Problem to work on: Reproduce every line of the data below word for word, omitting the pictures.

(Bounding box labeling entries)
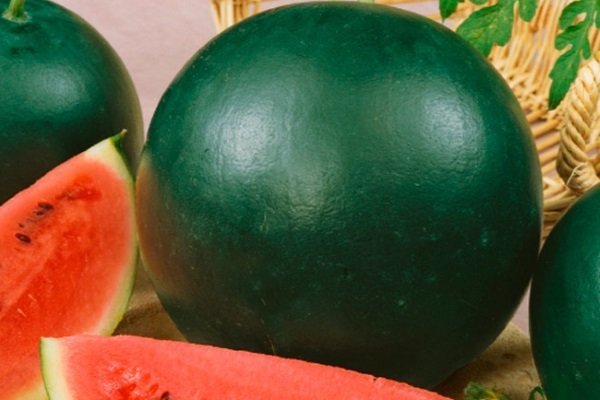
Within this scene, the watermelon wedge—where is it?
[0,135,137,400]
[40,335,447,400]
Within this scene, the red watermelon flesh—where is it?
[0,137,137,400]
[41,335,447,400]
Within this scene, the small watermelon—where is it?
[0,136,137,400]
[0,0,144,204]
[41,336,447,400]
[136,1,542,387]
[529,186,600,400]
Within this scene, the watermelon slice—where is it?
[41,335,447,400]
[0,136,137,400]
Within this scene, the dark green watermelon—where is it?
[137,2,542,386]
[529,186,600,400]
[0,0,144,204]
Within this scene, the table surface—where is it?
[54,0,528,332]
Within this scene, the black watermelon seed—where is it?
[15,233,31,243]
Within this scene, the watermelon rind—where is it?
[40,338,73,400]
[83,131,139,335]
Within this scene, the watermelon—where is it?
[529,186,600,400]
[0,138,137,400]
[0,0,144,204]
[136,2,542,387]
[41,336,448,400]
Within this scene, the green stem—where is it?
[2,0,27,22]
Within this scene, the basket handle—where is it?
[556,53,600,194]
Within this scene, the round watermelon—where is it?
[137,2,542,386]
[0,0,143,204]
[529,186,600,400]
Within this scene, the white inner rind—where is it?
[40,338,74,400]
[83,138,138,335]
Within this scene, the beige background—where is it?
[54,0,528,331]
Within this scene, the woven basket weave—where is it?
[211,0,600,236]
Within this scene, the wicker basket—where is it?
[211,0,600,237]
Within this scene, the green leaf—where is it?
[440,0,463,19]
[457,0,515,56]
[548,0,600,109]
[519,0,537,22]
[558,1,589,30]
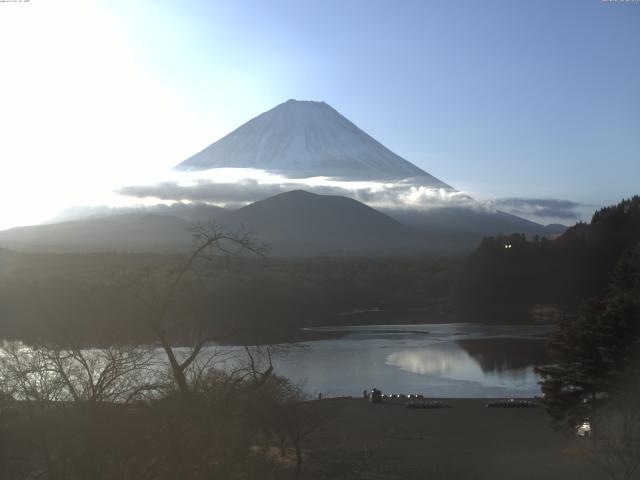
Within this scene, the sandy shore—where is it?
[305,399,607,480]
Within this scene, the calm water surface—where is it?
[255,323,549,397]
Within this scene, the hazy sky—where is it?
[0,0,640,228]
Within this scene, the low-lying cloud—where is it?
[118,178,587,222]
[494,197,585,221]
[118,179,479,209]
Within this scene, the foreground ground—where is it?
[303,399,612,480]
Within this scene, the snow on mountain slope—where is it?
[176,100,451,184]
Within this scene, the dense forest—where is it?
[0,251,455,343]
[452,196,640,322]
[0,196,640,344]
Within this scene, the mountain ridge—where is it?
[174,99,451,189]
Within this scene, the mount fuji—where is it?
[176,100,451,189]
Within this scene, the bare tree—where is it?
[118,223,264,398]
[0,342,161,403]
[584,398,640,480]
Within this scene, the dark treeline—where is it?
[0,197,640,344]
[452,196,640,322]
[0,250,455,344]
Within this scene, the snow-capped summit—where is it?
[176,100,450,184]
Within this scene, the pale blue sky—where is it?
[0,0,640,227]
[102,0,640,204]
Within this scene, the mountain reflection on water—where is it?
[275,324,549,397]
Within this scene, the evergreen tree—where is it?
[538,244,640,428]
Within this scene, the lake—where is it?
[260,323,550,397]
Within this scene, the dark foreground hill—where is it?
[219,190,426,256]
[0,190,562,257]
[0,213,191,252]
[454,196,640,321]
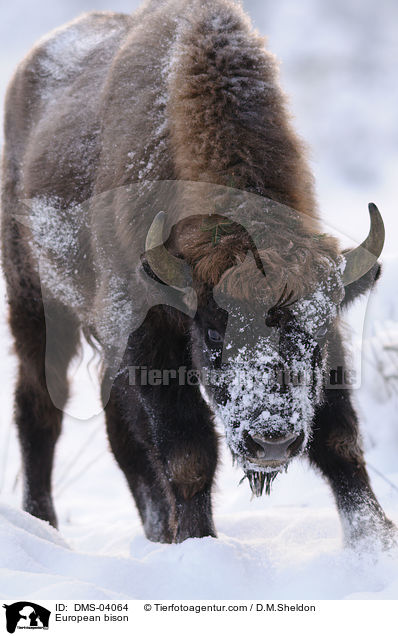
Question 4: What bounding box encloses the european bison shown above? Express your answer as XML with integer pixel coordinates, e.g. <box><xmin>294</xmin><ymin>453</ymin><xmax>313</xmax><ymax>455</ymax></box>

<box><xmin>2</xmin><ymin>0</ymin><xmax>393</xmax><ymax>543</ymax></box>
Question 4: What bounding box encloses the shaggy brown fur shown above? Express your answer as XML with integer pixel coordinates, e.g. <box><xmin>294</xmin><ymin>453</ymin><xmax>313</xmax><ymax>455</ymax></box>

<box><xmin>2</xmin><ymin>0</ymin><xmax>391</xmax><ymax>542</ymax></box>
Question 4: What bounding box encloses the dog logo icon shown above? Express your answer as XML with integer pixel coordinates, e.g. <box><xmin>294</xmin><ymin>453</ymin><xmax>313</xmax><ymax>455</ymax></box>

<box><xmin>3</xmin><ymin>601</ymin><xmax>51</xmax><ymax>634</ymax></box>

Response to the exercise:
Within this scene, the watermelon wedge—where is it?
[0,135,137,400]
[40,335,447,400]
Within this scene, the red watermelon flesh—where is it?
[0,137,137,400]
[41,335,447,400]
Within this scene, the small watermelon—where is it?
[0,136,137,400]
[0,0,144,204]
[41,336,447,400]
[136,1,542,387]
[529,186,600,400]
Within this scene, the watermelon slice—where is it?
[41,335,447,400]
[0,136,137,400]
Within this scene, the dark green watermelon—where is it?
[137,2,542,386]
[529,186,600,400]
[0,0,144,204]
Within this scene, the table surface—where is it?
[54,0,528,332]
Within this scene, the black watermelon seed—where is it?
[15,233,31,243]
Within this scene, the watermelon rind—where is it?
[40,338,73,400]
[83,131,139,335]
Within this scene, the watermelon—where is it?
[529,186,600,400]
[0,138,137,400]
[0,0,144,204]
[136,2,542,387]
[41,336,448,400]
Within this scene, the green stem—where is it?
[2,0,27,22]
Within this scene, the basket handle—where is it?
[556,53,600,194]
Within this scene, the round watermelon—where is it?
[137,2,542,386]
[0,0,143,204]
[529,186,600,400]
Within this scene, the white inner rind—where is it?
[40,338,74,400]
[83,138,138,335]
Within this scene, the beige background—where is it?
[54,0,528,331]
Within this scene, the woven basket weave—where is it?
[211,0,600,236]
Within this scene, the wicker basket—where is it?
[211,0,600,237]
Within this scene, the green leaf—where is it?
[440,0,463,19]
[457,0,515,56]
[548,0,600,109]
[519,0,537,22]
[558,1,589,30]
Within this scene, the sandy shore—where is it?
[305,399,607,480]
Within this scene, the calm water surface—where is it?
[255,323,549,397]
Within this scene, the hazy sky—where is it?
[0,0,640,228]
Within this scene, the low-lying cloud—where is it?
[118,178,587,222]
[494,197,585,221]
[118,179,479,209]
Within this scene, the foreground ground—where is it?
[303,399,612,480]
Within this scene, the snow on mountain slope—where is it?
[176,100,451,184]
Within this scene, the dense forest—where is it?
[0,251,455,343]
[452,196,640,322]
[0,196,640,344]
Within this scene, the mountain ridge—where is it?
[174,99,451,189]
Within this scene, the mount fuji—where is it?
[176,100,451,189]
Within this scene, the bare tree—where is it?
[118,223,264,398]
[0,342,161,403]
[584,398,640,480]
Within this scene, the dark treeline—where is it?
[0,197,640,344]
[452,196,640,322]
[0,250,455,344]
Within this scene, the snow-capped summit—where is it?
[176,100,450,184]
Within this scene, the pale blue sky—where is it?
[0,0,640,227]
[102,0,640,204]
Within this scene, the mountain reflection on water—where is it?
[275,324,549,397]
Within this scene, the evergreen tree—where is it?
[538,244,640,428]
Within this scene, the lake—where is it?
[260,323,550,397]
Within this scene, the dark foreground hill—where is it?
[219,190,426,256]
[0,190,562,257]
[0,213,191,252]
[454,196,640,321]
Question 4: What bounding box encloses the european bison shown above? Express your answer as XML with integer pixel coordinates, e.g. <box><xmin>294</xmin><ymin>453</ymin><xmax>313</xmax><ymax>455</ymax></box>

<box><xmin>2</xmin><ymin>0</ymin><xmax>393</xmax><ymax>543</ymax></box>
Question 4: What bounding box encloses the shaggy brown fur shown above? Express your answer as XML with integer pixel coordinates, e.g. <box><xmin>294</xmin><ymin>453</ymin><xmax>313</xmax><ymax>455</ymax></box>

<box><xmin>2</xmin><ymin>0</ymin><xmax>391</xmax><ymax>542</ymax></box>
Question 4: What bounding box encloses the dog logo icon shown above? Express your answer as XML with integer pixel coordinates, e.g. <box><xmin>294</xmin><ymin>453</ymin><xmax>313</xmax><ymax>455</ymax></box>

<box><xmin>3</xmin><ymin>601</ymin><xmax>51</xmax><ymax>634</ymax></box>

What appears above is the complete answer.